* [TASK TO CARRY OUT] In the malware data science blog post below, which Python version is all of the authors' code written in?

── SELECTED PASSAGE

DEV Community

Cover image for First Adventure in Malware Data Science
mattmatt
mattmatt

Posted on

First Adventure in Malware Data Science

I haven’t been a software developer for very long, but I enjoy it. In my day job I do backend work in Flask, but I was looking for an exciting project to work on at home, something that would stretch my skills and teach me some new things. And maybe let me get a little dirty. Since I was a teen I’ve been fascinated by Malware. However, it’s a curiosity I haven’t explored as much as I’d like. So when No Starch Press had a sale I found and pre-ordered Malware Data Science by Joshua Saxe and Hillary Sanders.

I just started reading chapter 4, and I’m enjoying it so far. Maybe I’ll write a review when I’m done. In the meantime, I’d like to blog real quick about a small issue I had working through chapter 2, and how I fixed it (it was my problem, not the authors’).

All the authors’ code is in python2.7, and I’m more used to 3. No big deal though, right? I’m a professional, I can suss this out. No, this wasn’t my problem.

────
── DATA RECORDS

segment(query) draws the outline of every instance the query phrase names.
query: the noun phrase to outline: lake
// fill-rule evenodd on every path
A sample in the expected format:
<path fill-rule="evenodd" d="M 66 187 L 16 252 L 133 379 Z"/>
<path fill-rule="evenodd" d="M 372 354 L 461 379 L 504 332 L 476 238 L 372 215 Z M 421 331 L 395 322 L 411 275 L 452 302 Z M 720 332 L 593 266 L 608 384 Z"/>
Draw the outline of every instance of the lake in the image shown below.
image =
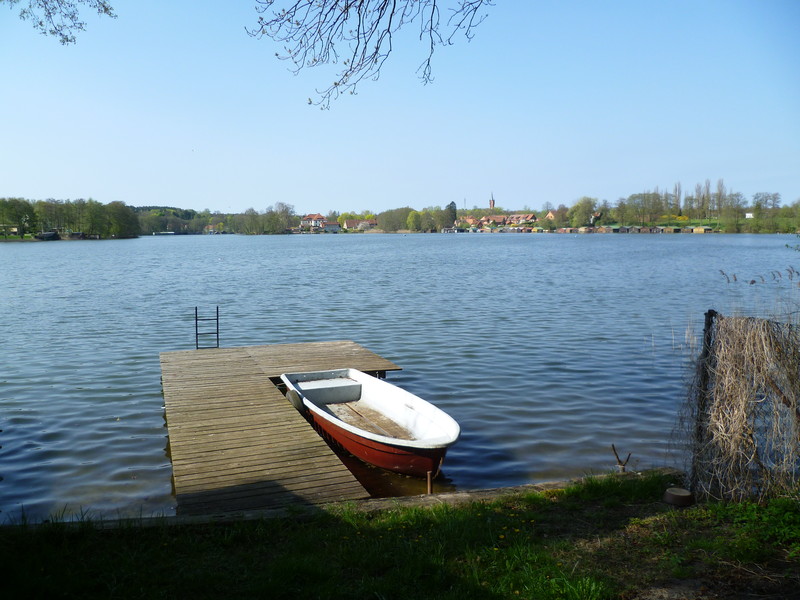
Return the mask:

────

* [RESPONSE TO THE TASK] Python 2.7.